Images excluded, reproduce each line of the records exactly as it stands.
+---+
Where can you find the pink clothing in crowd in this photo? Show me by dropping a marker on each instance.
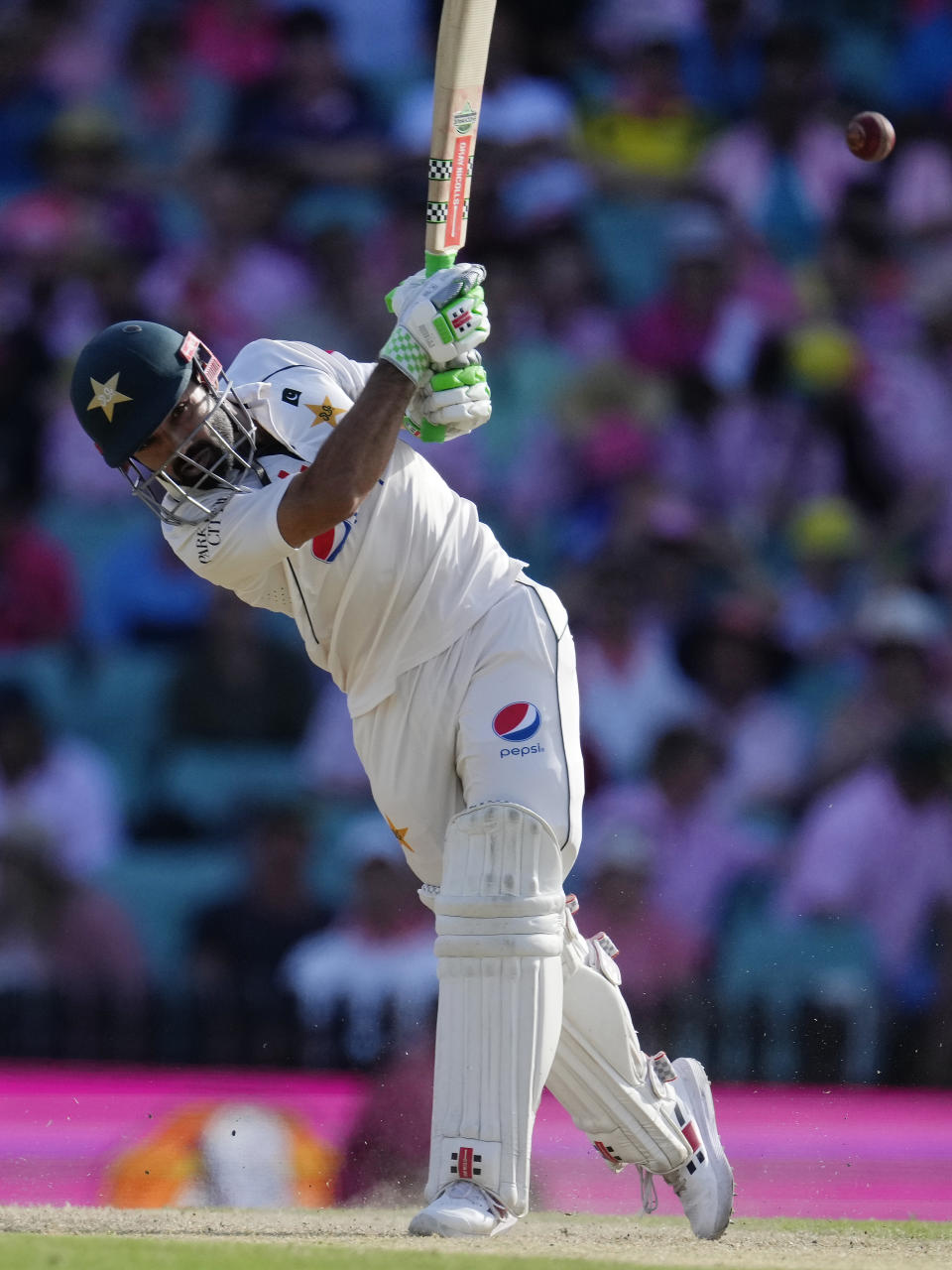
(864, 851)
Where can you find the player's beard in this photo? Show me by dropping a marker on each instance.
(207, 449)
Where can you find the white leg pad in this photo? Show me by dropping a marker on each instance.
(611, 1088)
(499, 940)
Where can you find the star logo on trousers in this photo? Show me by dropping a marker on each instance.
(399, 833)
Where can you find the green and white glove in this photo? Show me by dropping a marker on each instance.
(454, 402)
(439, 318)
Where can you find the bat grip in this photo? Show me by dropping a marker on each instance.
(435, 261)
(438, 261)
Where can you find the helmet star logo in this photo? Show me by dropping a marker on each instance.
(107, 397)
(325, 413)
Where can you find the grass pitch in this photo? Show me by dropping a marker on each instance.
(50, 1238)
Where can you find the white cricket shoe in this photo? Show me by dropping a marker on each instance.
(705, 1184)
(461, 1209)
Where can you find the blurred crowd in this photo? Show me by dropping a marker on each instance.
(721, 362)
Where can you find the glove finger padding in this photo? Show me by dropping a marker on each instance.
(439, 318)
(456, 399)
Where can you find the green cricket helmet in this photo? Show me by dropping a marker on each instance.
(125, 384)
(126, 381)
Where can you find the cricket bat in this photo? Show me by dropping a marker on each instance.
(462, 50)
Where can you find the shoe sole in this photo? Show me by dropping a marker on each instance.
(426, 1224)
(693, 1075)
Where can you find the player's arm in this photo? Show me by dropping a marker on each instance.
(439, 320)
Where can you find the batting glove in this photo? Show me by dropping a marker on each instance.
(454, 402)
(439, 318)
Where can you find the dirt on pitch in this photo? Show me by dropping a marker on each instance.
(583, 1236)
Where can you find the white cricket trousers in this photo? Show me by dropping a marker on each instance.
(494, 717)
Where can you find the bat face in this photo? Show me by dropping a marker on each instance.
(462, 50)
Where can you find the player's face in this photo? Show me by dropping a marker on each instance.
(189, 439)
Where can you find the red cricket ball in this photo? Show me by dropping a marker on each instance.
(871, 136)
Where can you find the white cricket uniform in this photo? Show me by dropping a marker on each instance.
(457, 668)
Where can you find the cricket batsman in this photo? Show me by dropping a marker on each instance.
(287, 481)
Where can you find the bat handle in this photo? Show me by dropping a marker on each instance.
(435, 261)
(438, 261)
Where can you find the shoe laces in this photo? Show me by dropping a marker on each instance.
(477, 1197)
(649, 1196)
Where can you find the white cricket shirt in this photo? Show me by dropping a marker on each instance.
(381, 592)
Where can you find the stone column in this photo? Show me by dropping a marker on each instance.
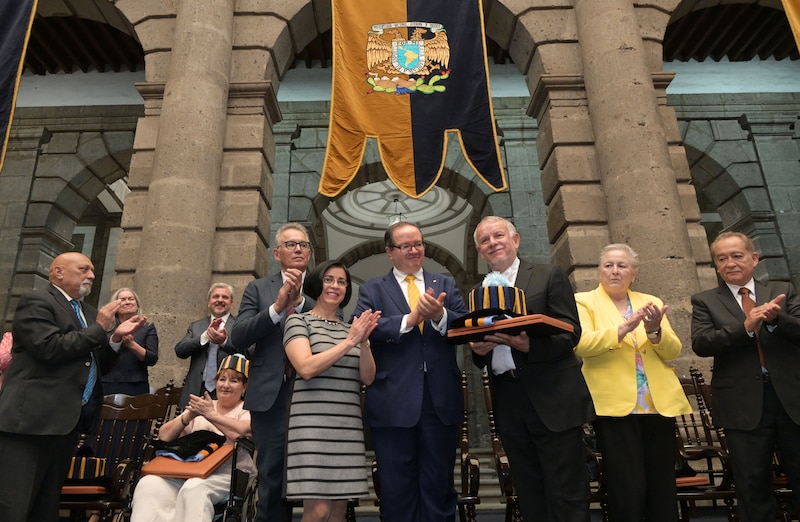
(179, 215)
(632, 145)
(23, 260)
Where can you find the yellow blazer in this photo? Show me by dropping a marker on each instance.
(609, 365)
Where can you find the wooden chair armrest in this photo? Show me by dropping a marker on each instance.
(706, 452)
(470, 476)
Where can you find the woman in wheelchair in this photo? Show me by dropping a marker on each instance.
(173, 500)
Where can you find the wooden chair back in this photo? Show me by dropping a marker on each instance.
(125, 427)
(502, 465)
(126, 423)
(470, 465)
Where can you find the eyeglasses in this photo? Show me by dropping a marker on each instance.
(330, 280)
(406, 247)
(291, 245)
+---+
> EXERCISE ANSWER
Where can you find the pink clothing in crowd in this photo? Show me by dropping a marker on each instance.
(864, 851)
Where can you find the player's beard in this photo? Show me by dropping a marker on each instance.
(207, 449)
Where can you find the white leg pad in this photo? Show me by dropping a marker on each instance.
(611, 1088)
(499, 940)
Where can you find the star logo on trousers in this photo? Show me by dropping a marker on each instance.
(399, 833)
Where can you find the green and white glove in this photo? Show me by dropping a marker on each instance.
(454, 402)
(439, 318)
Where can you find the bat grip in this photo? Show me by dropping a marker on each instance.
(435, 261)
(438, 261)
Where can you find the helmet star logo in this photo? Show me by dropping a marker on each instance.
(107, 397)
(325, 413)
Where can you find the grass pitch in this photo? Show me by dropping a marker on each instance.
(50, 1238)
Where can you find the white cricket shoe in this photo? Show me by dropping a marker on each instance.
(705, 1184)
(461, 1209)
Where can you find the blurred crowd in this photo? Show me by dropping a marker on each instance.
(721, 362)
Where can you find the glove finger padding in this photo? Show me by dropping a marker on each instance.
(439, 318)
(456, 399)
Where can you find the green cricket helmet in this photo? Show me by dropping a marker on each instance.
(125, 384)
(126, 381)
Where can you find the cricket bat in this photo? Show me by dropping a marker on each instance.
(462, 50)
Where can you find the shoe sole in this photo? Show me by dropping a marker on each instance.
(426, 1224)
(693, 1075)
Where can you find the player's arm in this photo? Show me by dropping a marker on each instance.
(439, 320)
Where can you find the batting glove in this photo? Show me by dropping a marker on each instance.
(454, 402)
(439, 318)
Where can you find the dirt on pitch in this photo? Show me by dropping a marker on each instance.
(583, 1236)
Where can you find the white cricket trousers in this photo? Show me by dropping a marker on each instance.
(494, 717)
Where can you find the bat face in this photo? Show me by dropping a marker on each instance.
(462, 50)
Where can you find the player's face in this photo? Show me by dropping a marker on each instance.
(189, 439)
Where can you find the red cricket ball in this photo? Show me by dropping a marker on each instance.
(871, 136)
Where can you find the white cricket uniform in this photo? Show me by dropping a marker on each instance.
(457, 668)
Where can you find the cricket batsman in this photo? Show me by dropping a marker on each instance.
(287, 481)
Where can you find the bat handle in this photo? Show me by dropping a marker on each instance.
(435, 261)
(438, 261)
Where can you find the shoe laces in this photo? Show me by dropping a marker on each instance.
(477, 1197)
(649, 1196)
Where can you find the white cricket shirt in this photo? Show me by dropping a marker on each instance.
(381, 592)
Where can you find the stone column in this photo? Show me by dropping a marker on each instance.
(179, 215)
(632, 145)
(23, 260)
Where can you find the yellow blazer in this photo? Show me by dropping a marker on each instance.
(609, 365)
Where can you find the wooden chair armrest in this photo? Show me by dropping a marker on each instance.
(706, 452)
(470, 476)
Where can you find the woman in wheelchair in this photo? Show me by dropping a marker on each instance.
(173, 500)
Where can you find the wooden chair back in this photo? Show me by dropping a marker on each instance.
(125, 427)
(502, 465)
(126, 423)
(470, 465)
Where can you find the eyeglasses in this photo? Show me by dropping a marker on each instance.
(330, 280)
(406, 247)
(291, 245)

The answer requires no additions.